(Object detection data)

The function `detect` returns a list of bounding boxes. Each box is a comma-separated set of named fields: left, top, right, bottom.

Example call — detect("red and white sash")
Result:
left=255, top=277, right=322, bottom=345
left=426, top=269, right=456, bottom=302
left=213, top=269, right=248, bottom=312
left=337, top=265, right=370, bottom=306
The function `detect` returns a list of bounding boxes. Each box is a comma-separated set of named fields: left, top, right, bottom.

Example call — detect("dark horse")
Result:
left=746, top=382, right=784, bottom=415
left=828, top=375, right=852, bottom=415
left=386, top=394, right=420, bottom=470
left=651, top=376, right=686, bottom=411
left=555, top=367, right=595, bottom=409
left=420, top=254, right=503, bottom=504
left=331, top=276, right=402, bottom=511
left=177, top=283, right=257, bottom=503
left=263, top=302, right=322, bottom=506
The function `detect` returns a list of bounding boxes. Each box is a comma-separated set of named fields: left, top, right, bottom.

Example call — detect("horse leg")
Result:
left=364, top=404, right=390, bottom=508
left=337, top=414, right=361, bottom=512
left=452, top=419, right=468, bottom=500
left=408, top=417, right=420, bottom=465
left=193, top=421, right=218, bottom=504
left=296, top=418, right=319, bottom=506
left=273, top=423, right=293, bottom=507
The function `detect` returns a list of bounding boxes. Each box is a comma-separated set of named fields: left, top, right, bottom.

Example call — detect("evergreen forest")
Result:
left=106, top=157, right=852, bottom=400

• [WHAT TO PRODUCE]: Rewrite the material with every "Example call" changed to "Sample call", keeping everything else the same.

• [RESPONSE TO THE TASK]:
The function `detect` returns a list of bounding boxes. Each box is a comma-separated set of named fields: left, top, right, bottom.

Sample call — detect("red and white sash")
Result:
left=255, top=277, right=322, bottom=345
left=426, top=269, right=456, bottom=302
left=213, top=269, right=248, bottom=312
left=337, top=265, right=370, bottom=306
The function `detect` returns a list of bounding boxes. Each box is a comma-separated set of named fields: left, top, right, bottom.

Sample call — detect("dark horse")
Result:
left=746, top=382, right=784, bottom=415
left=828, top=375, right=852, bottom=415
left=386, top=394, right=420, bottom=470
left=651, top=376, right=686, bottom=411
left=555, top=367, right=595, bottom=409
left=420, top=254, right=503, bottom=504
left=331, top=276, right=402, bottom=511
left=177, top=283, right=257, bottom=503
left=263, top=302, right=322, bottom=506
The function `detect` returns a list of bounding boxes. Each box is a comma-separated set of named fields: left, top, right, bottom.

Sample call — detect("horse leg")
Result:
left=364, top=404, right=390, bottom=508
left=337, top=414, right=361, bottom=512
left=452, top=419, right=468, bottom=500
left=408, top=417, right=420, bottom=465
left=193, top=421, right=218, bottom=504
left=296, top=418, right=319, bottom=506
left=273, top=423, right=293, bottom=507
The function `detect` returns a list of bounding boxes. Each box is a comma-separated set of named fields: left, top, right, bottom.

Sample call — detect("evergreen forest")
Result:
left=106, top=157, right=852, bottom=400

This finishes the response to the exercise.